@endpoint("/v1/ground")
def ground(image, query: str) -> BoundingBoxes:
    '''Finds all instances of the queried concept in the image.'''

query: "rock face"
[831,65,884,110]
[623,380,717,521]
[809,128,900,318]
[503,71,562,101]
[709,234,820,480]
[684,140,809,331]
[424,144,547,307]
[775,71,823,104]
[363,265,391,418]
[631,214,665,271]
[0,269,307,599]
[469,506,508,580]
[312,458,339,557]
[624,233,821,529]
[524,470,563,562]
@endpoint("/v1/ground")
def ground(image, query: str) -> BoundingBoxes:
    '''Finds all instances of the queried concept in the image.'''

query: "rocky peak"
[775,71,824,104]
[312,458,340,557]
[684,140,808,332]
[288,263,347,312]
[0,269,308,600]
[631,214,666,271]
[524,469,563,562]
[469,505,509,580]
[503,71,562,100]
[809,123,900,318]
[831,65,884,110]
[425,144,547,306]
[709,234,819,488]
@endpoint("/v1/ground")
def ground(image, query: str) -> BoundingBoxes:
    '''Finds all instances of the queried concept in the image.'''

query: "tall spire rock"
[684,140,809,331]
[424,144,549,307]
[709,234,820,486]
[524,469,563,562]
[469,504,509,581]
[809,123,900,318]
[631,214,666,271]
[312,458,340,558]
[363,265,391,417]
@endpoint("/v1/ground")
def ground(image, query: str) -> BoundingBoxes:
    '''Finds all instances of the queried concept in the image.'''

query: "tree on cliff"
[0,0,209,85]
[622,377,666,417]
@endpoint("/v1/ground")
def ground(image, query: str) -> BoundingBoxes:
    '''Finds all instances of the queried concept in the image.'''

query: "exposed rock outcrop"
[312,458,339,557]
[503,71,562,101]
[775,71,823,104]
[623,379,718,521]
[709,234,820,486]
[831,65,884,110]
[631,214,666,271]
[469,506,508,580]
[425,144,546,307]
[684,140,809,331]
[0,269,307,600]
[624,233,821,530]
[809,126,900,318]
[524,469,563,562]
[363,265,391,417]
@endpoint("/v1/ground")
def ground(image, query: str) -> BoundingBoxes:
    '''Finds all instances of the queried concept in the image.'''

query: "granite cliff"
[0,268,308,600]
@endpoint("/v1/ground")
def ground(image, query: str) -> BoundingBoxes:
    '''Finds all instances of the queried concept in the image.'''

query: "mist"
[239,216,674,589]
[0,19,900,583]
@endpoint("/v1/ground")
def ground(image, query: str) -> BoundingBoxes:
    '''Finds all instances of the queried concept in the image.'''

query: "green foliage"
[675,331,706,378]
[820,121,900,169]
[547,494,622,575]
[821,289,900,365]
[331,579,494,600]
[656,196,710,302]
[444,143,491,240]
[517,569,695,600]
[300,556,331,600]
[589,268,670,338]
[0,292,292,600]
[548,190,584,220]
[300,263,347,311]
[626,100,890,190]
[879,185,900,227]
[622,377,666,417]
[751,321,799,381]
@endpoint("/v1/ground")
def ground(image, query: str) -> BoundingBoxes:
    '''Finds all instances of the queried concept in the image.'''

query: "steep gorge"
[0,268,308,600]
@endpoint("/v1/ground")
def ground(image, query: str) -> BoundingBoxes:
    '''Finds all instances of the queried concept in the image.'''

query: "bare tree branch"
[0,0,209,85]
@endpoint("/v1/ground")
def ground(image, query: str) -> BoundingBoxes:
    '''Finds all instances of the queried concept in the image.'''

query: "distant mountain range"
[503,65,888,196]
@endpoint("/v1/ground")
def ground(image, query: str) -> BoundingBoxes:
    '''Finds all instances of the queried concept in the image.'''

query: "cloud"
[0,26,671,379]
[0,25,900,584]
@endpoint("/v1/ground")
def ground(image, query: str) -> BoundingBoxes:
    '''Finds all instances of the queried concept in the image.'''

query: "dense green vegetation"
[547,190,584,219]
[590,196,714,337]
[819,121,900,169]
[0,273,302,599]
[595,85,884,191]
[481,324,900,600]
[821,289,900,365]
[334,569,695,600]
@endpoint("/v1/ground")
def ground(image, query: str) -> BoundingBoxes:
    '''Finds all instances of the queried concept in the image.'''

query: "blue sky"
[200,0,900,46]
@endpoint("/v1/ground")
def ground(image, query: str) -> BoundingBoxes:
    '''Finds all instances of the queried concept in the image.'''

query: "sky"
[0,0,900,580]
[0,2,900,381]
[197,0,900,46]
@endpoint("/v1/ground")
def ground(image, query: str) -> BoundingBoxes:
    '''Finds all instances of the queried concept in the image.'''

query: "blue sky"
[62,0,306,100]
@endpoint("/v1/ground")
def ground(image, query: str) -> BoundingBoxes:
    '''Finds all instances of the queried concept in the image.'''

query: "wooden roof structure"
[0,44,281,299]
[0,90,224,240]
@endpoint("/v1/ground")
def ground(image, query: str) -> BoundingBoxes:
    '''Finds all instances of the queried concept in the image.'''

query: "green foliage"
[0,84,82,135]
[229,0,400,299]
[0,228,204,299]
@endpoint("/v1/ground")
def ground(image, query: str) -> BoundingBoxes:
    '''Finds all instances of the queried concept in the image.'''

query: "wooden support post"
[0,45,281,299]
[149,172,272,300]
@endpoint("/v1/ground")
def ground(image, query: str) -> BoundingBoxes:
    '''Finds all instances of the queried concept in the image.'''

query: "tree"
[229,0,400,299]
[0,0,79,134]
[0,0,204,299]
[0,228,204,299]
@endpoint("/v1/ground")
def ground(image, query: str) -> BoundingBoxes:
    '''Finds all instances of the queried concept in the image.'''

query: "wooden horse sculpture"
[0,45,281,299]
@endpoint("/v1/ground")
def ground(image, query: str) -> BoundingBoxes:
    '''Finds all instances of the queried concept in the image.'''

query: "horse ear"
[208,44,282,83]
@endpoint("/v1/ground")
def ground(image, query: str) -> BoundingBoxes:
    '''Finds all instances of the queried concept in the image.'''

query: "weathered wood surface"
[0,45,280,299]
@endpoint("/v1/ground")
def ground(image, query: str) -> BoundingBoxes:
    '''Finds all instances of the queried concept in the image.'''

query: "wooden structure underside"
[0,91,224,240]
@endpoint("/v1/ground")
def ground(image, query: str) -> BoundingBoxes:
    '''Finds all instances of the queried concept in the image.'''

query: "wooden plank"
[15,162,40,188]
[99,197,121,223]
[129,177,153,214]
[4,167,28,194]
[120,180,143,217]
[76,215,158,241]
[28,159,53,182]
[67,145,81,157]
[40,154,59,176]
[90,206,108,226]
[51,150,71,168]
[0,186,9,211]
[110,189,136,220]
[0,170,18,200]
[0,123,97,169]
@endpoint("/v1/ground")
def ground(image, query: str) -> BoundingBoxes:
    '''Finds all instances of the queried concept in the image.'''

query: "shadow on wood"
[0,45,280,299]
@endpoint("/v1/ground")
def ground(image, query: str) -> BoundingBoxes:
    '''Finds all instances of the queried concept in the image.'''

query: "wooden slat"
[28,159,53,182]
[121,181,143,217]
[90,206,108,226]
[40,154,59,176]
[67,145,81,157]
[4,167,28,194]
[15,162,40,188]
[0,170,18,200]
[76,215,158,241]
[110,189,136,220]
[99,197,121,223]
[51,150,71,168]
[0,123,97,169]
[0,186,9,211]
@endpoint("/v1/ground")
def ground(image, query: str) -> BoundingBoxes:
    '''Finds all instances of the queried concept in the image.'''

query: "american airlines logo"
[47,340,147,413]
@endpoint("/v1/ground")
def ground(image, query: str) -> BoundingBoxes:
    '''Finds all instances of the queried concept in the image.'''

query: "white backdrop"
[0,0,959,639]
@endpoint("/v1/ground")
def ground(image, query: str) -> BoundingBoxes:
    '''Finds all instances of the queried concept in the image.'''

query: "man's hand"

**Problem requirements**
Please reproduce the material above line for line, changing nothing.

**Correct response**
@endpoint("/v1/ground")
def ground(image, query: str) -> BoundingBoxes:
    '''Finds all instances of the queried concept in the image.'''

query: "rock face"
[831,65,884,110]
[623,380,717,521]
[809,128,900,318]
[503,71,562,101]
[709,234,820,480]
[684,140,809,331]
[424,144,547,307]
[775,71,823,104]
[363,265,391,418]
[631,214,665,271]
[0,269,307,599]
[469,506,508,580]
[312,458,339,557]
[624,233,821,529]
[524,470,563,562]
@endpoint("/v1/ground")
def ground(image, query: str) -> BoundingBoxes:
    '''Finds all instances of the queried concept in the image.'''

query: "rocky peak"
[775,71,824,104]
[312,458,340,557]
[684,140,808,332]
[288,263,347,312]
[0,269,308,600]
[631,214,666,271]
[524,469,563,562]
[469,505,509,580]
[503,71,562,100]
[809,123,900,318]
[831,65,884,110]
[425,144,547,306]
[709,234,819,488]
@endpoint("/v1/ground")
def ground(image, query: str) -> BoundingBoxes:
    '''Finds all instances of the queried concept in the image.'''

query: "tall spire rock"
[684,140,809,331]
[424,144,549,307]
[709,234,820,486]
[524,469,563,562]
[469,504,509,581]
[809,123,900,318]
[631,214,666,271]
[312,458,340,558]
[363,265,391,417]
@endpoint("/v1/ground")
def ground(image, query: str) -> BoundingBoxes:
    '''Finds all instances of the queried concept in the image.'''

query: "tree on cliff"
[0,0,209,85]
[622,377,666,417]
@endpoint("/v1/ground")
def ground(image, query: str) -> BoundingBoxes:
    '''Finds all instances of the queried concept in the image.'''

query: "exposed rock outcrop"
[312,458,339,557]
[503,71,562,101]
[775,71,823,104]
[623,379,718,521]
[709,234,820,486]
[831,65,884,110]
[631,214,666,271]
[469,506,508,580]
[425,144,546,307]
[684,140,809,331]
[0,269,307,600]
[624,233,821,530]
[809,126,900,318]
[524,469,563,562]
[363,265,391,417]
@endpoint("/v1/ground")
def ground(image, query: str) -> BoundingBoxes:
    '''Finds all instances of the queried concept in the image.'''

query: "granite cliff"
[0,268,308,600]
@endpoint("/v1/ground")
def ground(image, query: str) -> BoundingBoxes:
    '''Finds all instances of the queried concept in the image.'''

query: "mist"
[239,216,674,589]
[0,19,900,583]
@endpoint("/v1/ground")
def ground(image, query: str) -> BoundingBoxes:
    '''Finds all instances of the queried concept in the image.'''

query: "green foliage"
[675,331,706,378]
[820,121,900,169]
[547,494,622,575]
[821,289,900,365]
[331,579,494,600]
[656,196,710,302]
[444,143,491,240]
[517,569,695,600]
[300,556,331,600]
[589,268,670,338]
[0,292,292,600]
[548,190,584,220]
[300,263,347,311]
[626,100,890,190]
[879,185,900,227]
[622,377,666,417]
[751,321,799,381]
@endpoint("/v1/ground")
def ground(image, query: str) -> BoundingBoxes:
    '''Finds all instances of the queried concept in the image.'''

query: "steep gorge"
[0,268,308,600]
@endpoint("/v1/ground")
def ground(image, query: str) -> BoundingBoxes:
    '''Finds all instances of the queried concept in the image.'''

query: "bare tree branch"
[0,0,209,85]
@endpoint("/v1/ground")
def ground(image, query: str) -> BoundingBoxes:
    '''Finds all instances of the queried concept in the image.'''

query: "distant mountain range"
[503,65,888,196]
@endpoint("/v1/ground")
def ground(image, query: str) -> BoundingBoxes:
    '''Finds all instances of the queried concept in the image.'''

query: "cloud"
[0,26,671,379]
[0,25,900,584]
@endpoint("/v1/ground")
def ground(image, query: str) -> BoundingBoxes:
    '''Finds all instances of the queried concept in the image.'''

query: "dense green vegetation"
[547,190,584,219]
[590,196,714,337]
[819,121,900,169]
[0,273,302,599]
[595,85,884,191]
[481,324,900,600]
[821,289,900,365]
[334,569,695,600]
@endpoint("/v1/ground")
def ground(image, query: str) -> BoundingBoxes:
    '''Finds all instances of the queried concept in the image.'''

query: "blue sky"
[200,0,900,46]
@endpoint("/v1/ground")
def ground(image, query: str) -> BoundingBoxes:
    '''Finds all instances of the queried concept in the image.'''

query: "sky"
[0,0,900,580]
[0,2,900,381]
[197,0,900,46]
@endpoint("/v1/ground")
def ground(image, query: str) -> BoundingBoxes:
    '''Finds all instances of the queried concept in the image.'''

query: "blue sky"
[62,0,306,100]
@endpoint("/v1/ground")
def ground(image, query: str) -> BoundingBoxes:
    '''Finds all instances of the queried concept in the image.'''

query: "wooden roof structure"
[0,44,281,299]
[0,90,224,240]
@endpoint("/v1/ground")
def ground(image, query: str) -> BoundingBoxes:
    '''Finds all instances of the queried concept in the image.'''

query: "green foliage"
[0,84,82,135]
[229,0,400,299]
[0,228,204,299]
@endpoint("/v1/ground")
def ground(image, query: str) -> BoundingBoxes:
    '''Finds all instances of the queried concept in the image.'''

query: "wooden support post"
[0,45,281,299]
[149,172,272,300]
@endpoint("/v1/ground")
def ground(image, query: str) -> BoundingBoxes:
    '''Finds all instances of the queried concept in the image.'''

query: "tree"
[229,0,400,299]
[0,0,79,134]
[0,0,204,299]
[0,228,204,299]
@endpoint("/v1/ground")
def ground(image, query: str) -> BoundingBoxes:
    '''Finds all instances of the queried concept in the image.'''

query: "wooden horse sculpture"
[0,45,281,299]
@endpoint("/v1/ground")
def ground(image, query: str) -> BoundingBoxes:
    '''Finds all instances of the queried concept in the image.'''

query: "horse ear"
[208,44,282,83]
@endpoint("/v1/ground")
def ground(image, query: str) -> BoundingBoxes:
    '''Finds all instances of the queried concept in the image.'''

query: "weathered wood surface"
[0,45,280,299]
@endpoint("/v1/ground")
def ground(image, query: str) -> BoundingBoxes:
    '''Finds all instances of the queried concept in the image.'''

query: "wooden structure underside"
[0,91,224,240]
@endpoint("/v1/ground")
def ground(image, query: str) -> BoundingBoxes:
    '''Finds all instances of the queried concept in the image.'''

query: "wooden plank"
[15,162,40,188]
[99,197,121,223]
[129,177,153,214]
[4,167,28,194]
[120,180,143,217]
[76,215,158,241]
[28,159,53,182]
[67,145,81,157]
[40,154,59,176]
[90,206,108,226]
[51,150,71,168]
[0,186,9,211]
[110,189,136,220]
[0,170,18,200]
[0,123,97,169]
@endpoint("/v1/ground")
def ground(image, query: str) -> BoundingBoxes:
    '''Finds all instances of the queried concept in the image.'''

query: "shadow on wood"
[0,45,280,299]
@endpoint("/v1/ground")
def ground(image, query: str) -> BoundingBoxes:
    '''Finds all instances of the queried concept in the image.'''

query: "wooden slat"
[28,159,53,182]
[121,181,143,217]
[90,206,108,226]
[40,154,59,176]
[67,145,81,157]
[4,167,28,194]
[15,162,40,188]
[0,170,18,200]
[76,215,158,241]
[110,189,136,220]
[99,197,121,223]
[51,150,71,168]
[0,123,97,169]
[0,186,9,211]
@endpoint("/v1/ground")
def ground(image, query: str) -> BoundingBoxes:
    '''Finds all instances of the queried concept in the image.'''

query: "american airlines logo"
[47,340,147,413]
@endpoint("/v1/ground")
def ground(image, query: str) -> BoundingBoxes:
    '''Finds all instances of the queried concept in the image.'''

query: "white backdrop"
[0,0,959,639]
@endpoint("/v1/ground")
def ground(image, query: str) -> BoundingBoxes:
    '''Finds all instances of the queried concept in the image.'''

query: "man's hand"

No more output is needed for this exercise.